Task prompt: Quote exactly the lines running from the line with "Query: license plate" to the end of the entries, including both, and nothing else.

START Exercise data

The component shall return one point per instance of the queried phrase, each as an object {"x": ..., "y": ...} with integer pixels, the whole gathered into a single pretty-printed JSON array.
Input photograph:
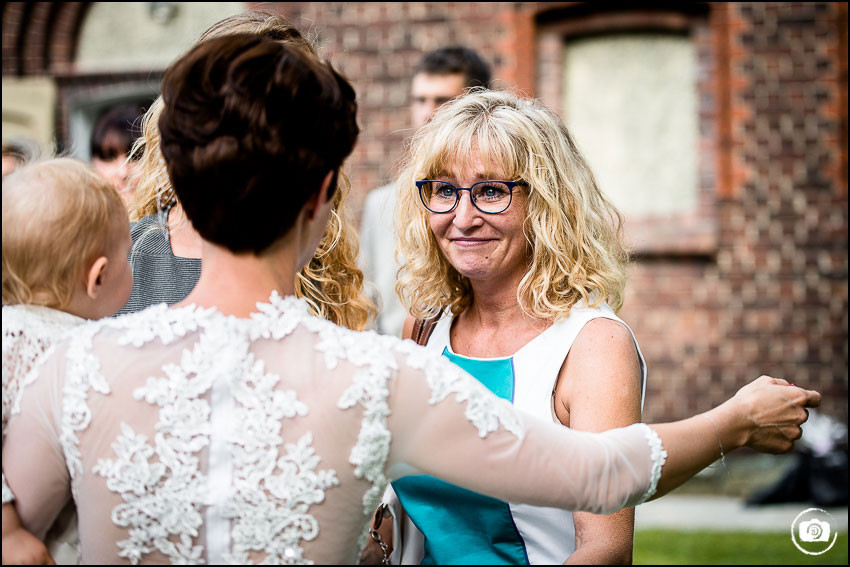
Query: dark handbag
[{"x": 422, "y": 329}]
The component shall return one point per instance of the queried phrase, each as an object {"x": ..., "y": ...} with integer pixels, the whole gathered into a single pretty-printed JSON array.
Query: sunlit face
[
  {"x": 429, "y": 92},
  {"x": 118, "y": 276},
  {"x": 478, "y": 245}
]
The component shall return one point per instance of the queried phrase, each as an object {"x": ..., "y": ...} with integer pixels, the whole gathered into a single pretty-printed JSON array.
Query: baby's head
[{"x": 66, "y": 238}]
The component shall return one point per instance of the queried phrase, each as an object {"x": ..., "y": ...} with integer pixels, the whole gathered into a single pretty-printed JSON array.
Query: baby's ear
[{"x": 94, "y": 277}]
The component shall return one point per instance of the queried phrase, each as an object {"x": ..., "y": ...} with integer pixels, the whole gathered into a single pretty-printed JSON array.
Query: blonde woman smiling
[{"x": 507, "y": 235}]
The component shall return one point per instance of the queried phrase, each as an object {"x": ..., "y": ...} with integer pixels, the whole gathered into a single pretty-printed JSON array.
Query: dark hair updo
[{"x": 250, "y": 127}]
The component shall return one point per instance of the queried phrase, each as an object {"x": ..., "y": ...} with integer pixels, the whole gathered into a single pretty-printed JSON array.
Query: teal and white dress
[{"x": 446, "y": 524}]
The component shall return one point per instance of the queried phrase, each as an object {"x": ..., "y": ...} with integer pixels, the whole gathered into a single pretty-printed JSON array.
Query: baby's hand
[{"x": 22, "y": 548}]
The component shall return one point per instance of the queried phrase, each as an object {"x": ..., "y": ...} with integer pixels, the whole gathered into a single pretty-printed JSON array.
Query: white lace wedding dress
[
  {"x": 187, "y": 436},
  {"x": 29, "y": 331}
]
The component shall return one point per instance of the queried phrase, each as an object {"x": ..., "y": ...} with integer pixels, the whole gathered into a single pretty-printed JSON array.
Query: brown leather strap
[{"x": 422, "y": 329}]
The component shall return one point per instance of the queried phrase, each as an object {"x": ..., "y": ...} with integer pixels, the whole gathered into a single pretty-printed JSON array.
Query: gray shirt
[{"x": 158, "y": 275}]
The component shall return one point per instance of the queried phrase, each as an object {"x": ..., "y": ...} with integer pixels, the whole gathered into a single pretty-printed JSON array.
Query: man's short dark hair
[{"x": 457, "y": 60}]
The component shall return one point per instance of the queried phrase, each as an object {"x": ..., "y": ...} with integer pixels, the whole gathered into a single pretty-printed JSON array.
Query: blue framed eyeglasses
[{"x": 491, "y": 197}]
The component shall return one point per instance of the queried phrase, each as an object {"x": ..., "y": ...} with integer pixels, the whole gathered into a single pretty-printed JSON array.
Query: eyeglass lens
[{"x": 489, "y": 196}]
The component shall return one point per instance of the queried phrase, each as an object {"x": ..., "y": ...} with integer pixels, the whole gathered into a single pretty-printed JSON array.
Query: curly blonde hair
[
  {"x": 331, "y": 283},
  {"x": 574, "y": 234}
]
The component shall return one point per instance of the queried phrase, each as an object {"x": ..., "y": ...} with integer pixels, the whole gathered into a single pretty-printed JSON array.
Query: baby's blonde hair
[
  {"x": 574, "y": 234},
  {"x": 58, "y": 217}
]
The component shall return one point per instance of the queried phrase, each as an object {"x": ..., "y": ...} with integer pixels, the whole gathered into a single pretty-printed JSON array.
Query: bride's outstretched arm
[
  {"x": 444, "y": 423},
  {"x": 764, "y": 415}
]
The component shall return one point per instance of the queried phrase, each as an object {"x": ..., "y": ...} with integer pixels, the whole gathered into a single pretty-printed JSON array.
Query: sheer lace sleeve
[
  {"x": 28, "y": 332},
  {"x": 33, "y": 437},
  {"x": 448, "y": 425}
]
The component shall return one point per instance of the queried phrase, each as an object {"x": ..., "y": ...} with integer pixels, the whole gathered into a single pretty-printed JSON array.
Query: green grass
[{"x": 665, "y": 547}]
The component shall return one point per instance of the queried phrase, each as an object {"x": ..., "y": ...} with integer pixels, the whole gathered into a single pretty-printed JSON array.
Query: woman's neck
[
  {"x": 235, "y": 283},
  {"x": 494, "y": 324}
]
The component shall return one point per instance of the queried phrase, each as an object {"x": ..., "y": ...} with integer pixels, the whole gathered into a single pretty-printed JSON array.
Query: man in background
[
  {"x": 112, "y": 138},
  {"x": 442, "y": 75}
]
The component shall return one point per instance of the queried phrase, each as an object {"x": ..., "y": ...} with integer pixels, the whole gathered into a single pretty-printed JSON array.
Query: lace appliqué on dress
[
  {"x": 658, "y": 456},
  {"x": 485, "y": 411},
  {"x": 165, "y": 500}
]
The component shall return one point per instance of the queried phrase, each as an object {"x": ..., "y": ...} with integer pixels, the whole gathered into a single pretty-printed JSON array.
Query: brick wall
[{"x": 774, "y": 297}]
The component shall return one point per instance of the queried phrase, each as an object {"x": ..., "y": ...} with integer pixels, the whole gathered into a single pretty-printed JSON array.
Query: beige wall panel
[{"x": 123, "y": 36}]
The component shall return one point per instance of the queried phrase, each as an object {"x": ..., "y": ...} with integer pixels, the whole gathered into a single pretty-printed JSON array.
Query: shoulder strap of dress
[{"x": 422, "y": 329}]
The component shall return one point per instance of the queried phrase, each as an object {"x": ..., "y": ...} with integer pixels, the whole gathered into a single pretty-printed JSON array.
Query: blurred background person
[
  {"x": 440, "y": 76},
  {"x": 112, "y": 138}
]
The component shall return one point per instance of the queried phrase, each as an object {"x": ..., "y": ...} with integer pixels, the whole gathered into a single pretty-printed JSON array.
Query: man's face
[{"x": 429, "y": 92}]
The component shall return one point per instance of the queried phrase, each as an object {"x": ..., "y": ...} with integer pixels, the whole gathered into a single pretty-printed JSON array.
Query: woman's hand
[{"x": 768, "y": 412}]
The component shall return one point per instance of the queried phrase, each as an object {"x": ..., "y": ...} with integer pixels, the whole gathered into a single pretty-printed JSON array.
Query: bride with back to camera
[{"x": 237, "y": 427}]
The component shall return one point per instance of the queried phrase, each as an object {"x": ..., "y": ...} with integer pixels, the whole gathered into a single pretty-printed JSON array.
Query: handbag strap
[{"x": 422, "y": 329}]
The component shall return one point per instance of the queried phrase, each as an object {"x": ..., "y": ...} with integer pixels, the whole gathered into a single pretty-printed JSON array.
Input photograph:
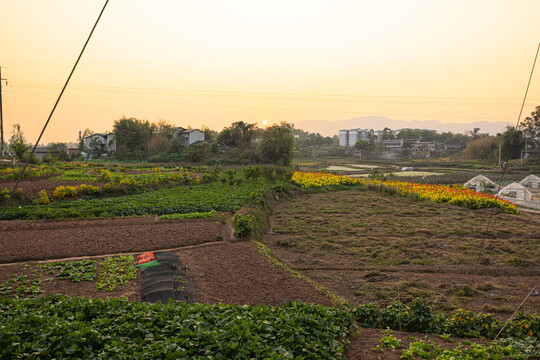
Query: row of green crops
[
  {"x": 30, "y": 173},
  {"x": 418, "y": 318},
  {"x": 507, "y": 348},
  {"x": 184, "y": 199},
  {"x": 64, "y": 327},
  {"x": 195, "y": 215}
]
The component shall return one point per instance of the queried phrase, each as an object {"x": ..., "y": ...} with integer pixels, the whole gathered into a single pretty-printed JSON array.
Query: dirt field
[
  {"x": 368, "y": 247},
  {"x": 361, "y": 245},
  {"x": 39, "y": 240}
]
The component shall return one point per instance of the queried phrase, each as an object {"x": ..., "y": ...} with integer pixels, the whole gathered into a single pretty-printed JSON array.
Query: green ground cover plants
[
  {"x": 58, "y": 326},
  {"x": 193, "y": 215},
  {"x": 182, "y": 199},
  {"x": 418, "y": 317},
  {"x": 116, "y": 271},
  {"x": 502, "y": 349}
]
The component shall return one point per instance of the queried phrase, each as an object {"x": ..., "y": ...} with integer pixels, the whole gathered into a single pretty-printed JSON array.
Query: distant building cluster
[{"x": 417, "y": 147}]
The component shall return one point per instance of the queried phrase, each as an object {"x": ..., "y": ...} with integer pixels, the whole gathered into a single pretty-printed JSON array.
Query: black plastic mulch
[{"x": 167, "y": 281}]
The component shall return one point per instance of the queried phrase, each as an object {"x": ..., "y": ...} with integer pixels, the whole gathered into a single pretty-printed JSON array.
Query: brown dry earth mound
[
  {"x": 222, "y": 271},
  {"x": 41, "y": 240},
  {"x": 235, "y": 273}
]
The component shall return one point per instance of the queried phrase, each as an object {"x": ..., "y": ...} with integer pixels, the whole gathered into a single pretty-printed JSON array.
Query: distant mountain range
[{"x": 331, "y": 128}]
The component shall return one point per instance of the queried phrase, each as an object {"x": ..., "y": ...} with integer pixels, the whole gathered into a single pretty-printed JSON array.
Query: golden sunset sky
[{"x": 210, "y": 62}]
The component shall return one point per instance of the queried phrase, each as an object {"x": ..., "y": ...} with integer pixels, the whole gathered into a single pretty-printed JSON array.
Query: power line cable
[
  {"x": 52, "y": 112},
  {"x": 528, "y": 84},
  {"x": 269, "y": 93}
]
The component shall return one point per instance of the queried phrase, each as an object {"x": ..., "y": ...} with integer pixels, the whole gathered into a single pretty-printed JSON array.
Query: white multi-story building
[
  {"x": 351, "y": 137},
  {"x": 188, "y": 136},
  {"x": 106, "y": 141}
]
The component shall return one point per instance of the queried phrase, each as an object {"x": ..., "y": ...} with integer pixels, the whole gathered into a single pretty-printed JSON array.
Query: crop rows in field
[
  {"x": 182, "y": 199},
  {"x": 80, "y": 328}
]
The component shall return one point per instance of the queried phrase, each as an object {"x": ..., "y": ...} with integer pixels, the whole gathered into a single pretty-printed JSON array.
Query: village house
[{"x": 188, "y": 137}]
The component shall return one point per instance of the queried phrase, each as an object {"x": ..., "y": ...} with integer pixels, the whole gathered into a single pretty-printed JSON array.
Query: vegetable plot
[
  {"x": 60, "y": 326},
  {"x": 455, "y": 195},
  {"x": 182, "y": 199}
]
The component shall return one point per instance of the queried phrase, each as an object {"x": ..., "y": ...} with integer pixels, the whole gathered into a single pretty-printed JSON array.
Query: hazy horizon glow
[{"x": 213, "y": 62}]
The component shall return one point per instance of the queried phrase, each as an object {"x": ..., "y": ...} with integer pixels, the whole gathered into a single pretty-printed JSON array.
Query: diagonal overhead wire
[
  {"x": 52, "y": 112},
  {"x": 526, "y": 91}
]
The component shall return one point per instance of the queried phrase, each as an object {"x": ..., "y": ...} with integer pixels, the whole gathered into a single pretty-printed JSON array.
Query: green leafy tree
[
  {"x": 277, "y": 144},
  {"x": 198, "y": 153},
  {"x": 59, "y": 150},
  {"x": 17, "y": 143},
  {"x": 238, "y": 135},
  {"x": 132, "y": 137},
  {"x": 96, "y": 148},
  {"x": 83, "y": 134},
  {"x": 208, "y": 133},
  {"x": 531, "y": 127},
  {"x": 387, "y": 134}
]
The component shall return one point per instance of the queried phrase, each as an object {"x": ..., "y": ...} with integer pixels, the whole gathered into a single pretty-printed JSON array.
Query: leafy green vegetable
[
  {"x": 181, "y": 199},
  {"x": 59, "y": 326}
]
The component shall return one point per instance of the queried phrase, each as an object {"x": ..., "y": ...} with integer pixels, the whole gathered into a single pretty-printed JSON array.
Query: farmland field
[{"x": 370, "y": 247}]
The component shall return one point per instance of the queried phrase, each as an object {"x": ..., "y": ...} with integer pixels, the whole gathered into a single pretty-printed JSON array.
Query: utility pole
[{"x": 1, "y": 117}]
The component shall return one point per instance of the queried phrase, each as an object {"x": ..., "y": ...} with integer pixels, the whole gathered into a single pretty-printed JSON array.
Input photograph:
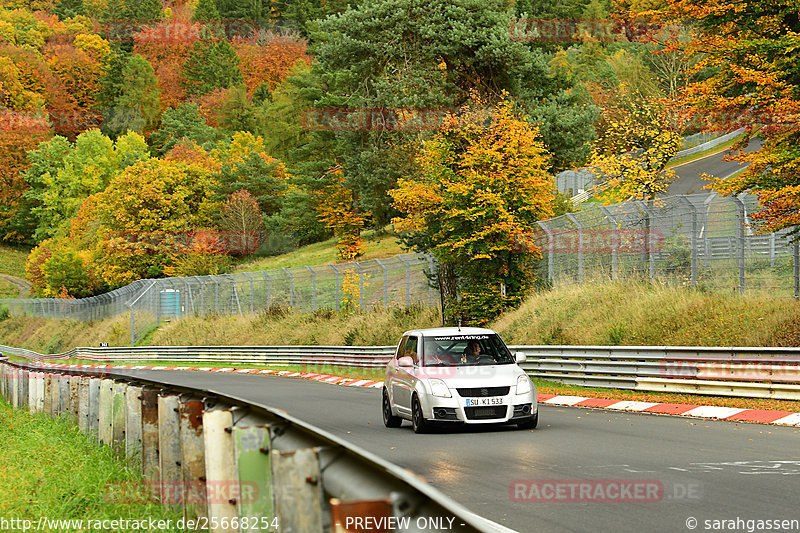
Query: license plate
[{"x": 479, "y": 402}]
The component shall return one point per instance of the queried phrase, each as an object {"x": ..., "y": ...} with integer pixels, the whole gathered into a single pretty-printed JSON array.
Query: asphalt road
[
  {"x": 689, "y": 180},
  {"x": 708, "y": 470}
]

END Exercise data

Answer to this task:
Query: license plate
[{"x": 479, "y": 402}]
The component shall return one point per instance of the queried phrase, each as an object {"x": ..., "y": ...} with integer pixels, the whole gathered into a single pretty-printed JSON array.
Query: asphalt road
[
  {"x": 689, "y": 180},
  {"x": 708, "y": 470}
]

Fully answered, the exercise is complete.